*What is required*
Would you copy out each line of the records below that includes the word "Target"?

#### The records ####

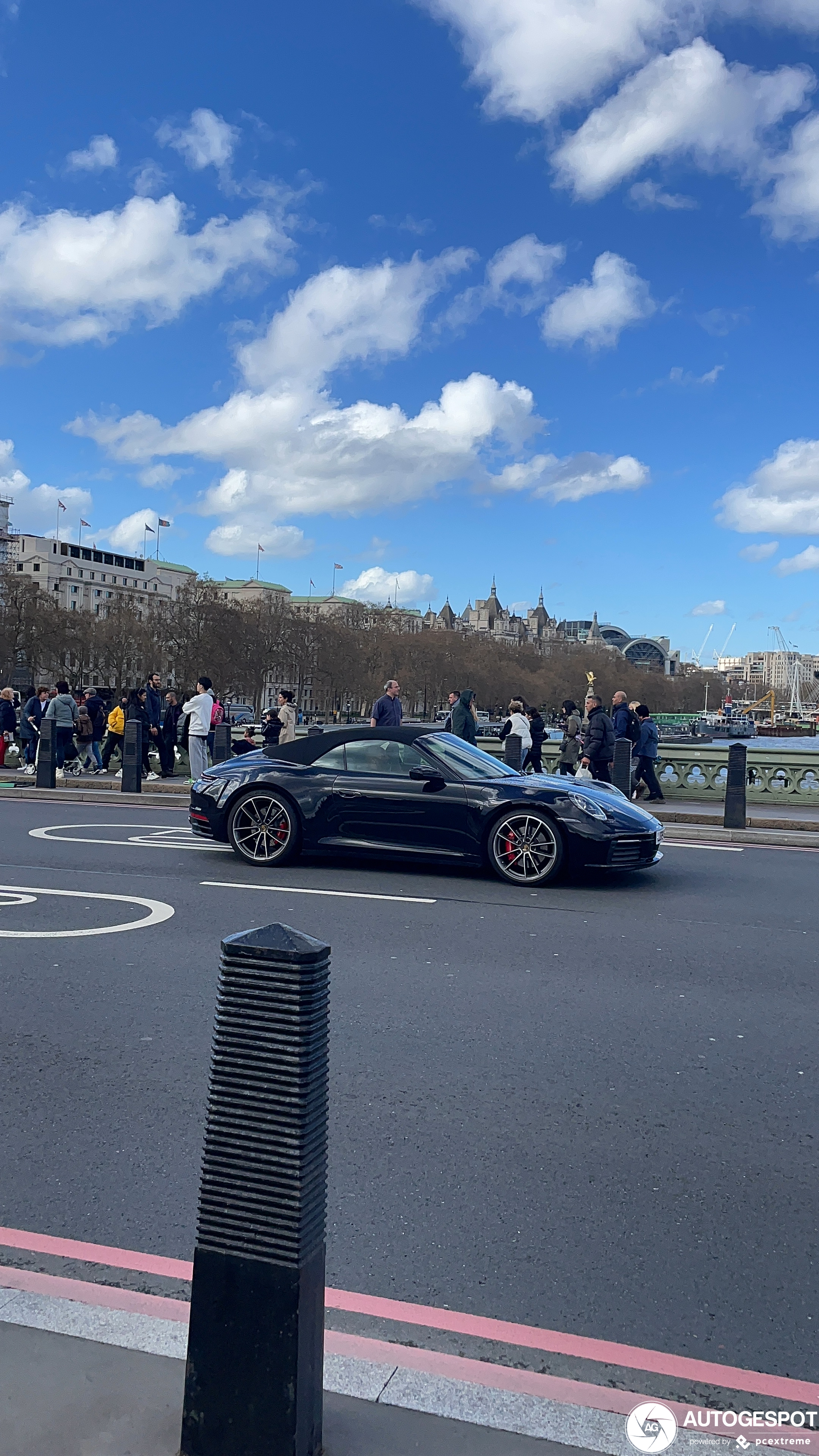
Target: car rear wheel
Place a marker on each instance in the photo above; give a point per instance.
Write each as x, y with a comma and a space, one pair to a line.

####
#### The records ####

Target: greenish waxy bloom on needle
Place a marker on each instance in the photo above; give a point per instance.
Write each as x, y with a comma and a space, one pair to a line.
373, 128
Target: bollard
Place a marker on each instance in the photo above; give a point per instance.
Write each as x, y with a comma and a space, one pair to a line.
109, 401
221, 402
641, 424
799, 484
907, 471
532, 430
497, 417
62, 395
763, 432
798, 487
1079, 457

####

*Answer space*
Target: car rear wheel
Target: greenish waxy bloom on needle
Target: bollard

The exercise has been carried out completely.